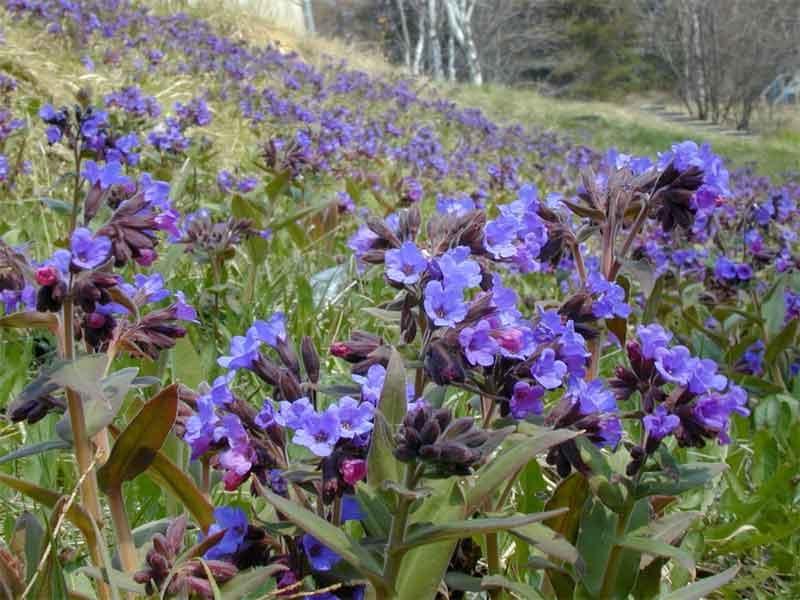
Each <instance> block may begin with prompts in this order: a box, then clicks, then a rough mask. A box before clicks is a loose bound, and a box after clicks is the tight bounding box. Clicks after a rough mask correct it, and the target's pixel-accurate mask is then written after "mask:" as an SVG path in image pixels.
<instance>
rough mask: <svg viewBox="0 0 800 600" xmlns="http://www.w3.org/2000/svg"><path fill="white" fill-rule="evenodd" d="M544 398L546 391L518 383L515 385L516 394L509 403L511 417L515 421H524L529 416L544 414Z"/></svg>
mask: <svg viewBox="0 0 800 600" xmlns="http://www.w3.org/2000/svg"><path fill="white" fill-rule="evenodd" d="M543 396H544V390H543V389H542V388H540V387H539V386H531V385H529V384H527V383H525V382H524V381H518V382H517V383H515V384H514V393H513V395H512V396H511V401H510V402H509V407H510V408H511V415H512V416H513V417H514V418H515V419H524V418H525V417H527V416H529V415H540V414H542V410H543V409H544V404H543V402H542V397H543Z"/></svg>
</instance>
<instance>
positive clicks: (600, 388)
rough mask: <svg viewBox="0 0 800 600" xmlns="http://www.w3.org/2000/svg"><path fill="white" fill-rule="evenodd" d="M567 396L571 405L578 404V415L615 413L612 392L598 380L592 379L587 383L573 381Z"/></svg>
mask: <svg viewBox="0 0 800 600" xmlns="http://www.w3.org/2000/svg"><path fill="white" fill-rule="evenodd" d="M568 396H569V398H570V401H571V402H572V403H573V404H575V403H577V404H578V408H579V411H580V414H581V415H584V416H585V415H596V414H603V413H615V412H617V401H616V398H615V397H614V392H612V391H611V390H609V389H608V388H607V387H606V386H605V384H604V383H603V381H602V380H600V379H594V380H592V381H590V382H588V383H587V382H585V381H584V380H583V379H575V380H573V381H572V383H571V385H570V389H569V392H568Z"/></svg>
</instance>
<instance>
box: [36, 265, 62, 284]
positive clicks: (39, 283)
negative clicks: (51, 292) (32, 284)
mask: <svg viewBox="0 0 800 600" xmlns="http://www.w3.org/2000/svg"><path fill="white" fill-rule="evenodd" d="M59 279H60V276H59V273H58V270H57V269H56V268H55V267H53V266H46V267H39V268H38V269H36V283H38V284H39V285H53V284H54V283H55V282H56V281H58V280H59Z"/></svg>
---
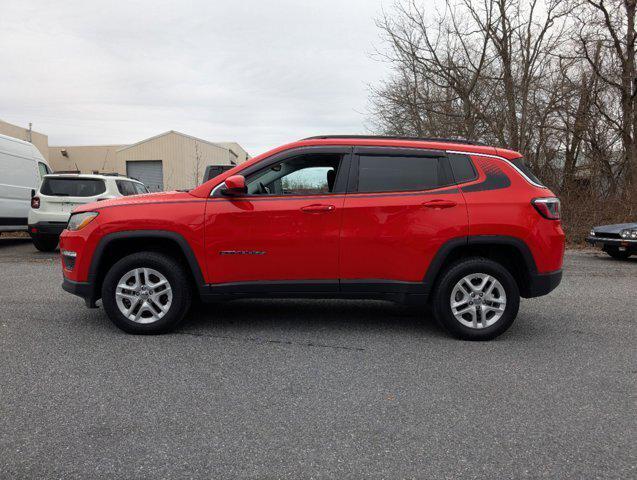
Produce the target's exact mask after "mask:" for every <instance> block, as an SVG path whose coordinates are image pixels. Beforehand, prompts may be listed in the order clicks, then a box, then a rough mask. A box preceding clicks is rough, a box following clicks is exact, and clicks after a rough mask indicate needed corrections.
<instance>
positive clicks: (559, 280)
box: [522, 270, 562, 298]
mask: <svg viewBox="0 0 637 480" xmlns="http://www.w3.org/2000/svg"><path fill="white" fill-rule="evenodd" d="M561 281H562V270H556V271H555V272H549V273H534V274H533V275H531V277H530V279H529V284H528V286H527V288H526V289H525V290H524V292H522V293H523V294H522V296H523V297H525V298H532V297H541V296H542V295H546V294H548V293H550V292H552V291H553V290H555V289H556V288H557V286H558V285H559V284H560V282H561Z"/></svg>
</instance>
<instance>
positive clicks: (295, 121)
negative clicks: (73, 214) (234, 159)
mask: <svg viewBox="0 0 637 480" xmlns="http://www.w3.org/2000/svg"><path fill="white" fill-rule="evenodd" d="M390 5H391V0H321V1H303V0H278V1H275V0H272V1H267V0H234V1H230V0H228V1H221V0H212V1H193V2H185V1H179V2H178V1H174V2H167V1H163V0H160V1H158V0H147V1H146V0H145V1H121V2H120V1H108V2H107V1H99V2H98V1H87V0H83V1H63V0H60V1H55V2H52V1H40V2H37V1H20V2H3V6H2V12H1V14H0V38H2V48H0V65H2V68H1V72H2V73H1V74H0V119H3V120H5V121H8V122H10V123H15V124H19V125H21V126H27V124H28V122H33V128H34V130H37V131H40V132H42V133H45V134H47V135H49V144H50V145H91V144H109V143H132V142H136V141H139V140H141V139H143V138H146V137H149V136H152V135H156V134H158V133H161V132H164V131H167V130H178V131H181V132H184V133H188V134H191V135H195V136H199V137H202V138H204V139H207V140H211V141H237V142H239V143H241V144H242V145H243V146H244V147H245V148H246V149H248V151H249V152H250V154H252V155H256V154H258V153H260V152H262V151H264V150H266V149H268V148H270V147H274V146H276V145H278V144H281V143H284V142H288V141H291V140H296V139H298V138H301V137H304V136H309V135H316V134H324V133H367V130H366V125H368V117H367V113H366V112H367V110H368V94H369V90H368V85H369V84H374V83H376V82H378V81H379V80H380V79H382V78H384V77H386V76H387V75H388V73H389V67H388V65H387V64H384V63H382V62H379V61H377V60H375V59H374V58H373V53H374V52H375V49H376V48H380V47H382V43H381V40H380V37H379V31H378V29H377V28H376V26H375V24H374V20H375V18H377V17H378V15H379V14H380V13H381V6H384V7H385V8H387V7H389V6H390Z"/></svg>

▸ **Exercise description**:
Locate and copy each line in the data above that includes the word "then".

▸ **Response to the exercise**:
Each <instance> block may begin with prompts in this order: a box, then clicks, then a rough mask. A box before clicks is a loose bound, and a box after clicks is the tight bounding box. Clicks after a rough mask correct it, and the target's pixel-accurate mask is then written after "mask:" as an SVG path in image pixels.
Produce the target's exact mask after "mask:" for every <instance> block, as an SVG path whose coordinates are image pixels. Beforehand, prompts may be listed in the order clicks, then a box, then a rough mask. A box preceding clicks is rough, a box following clicks is exact, and clicks after a rough mask indicate needed corrections.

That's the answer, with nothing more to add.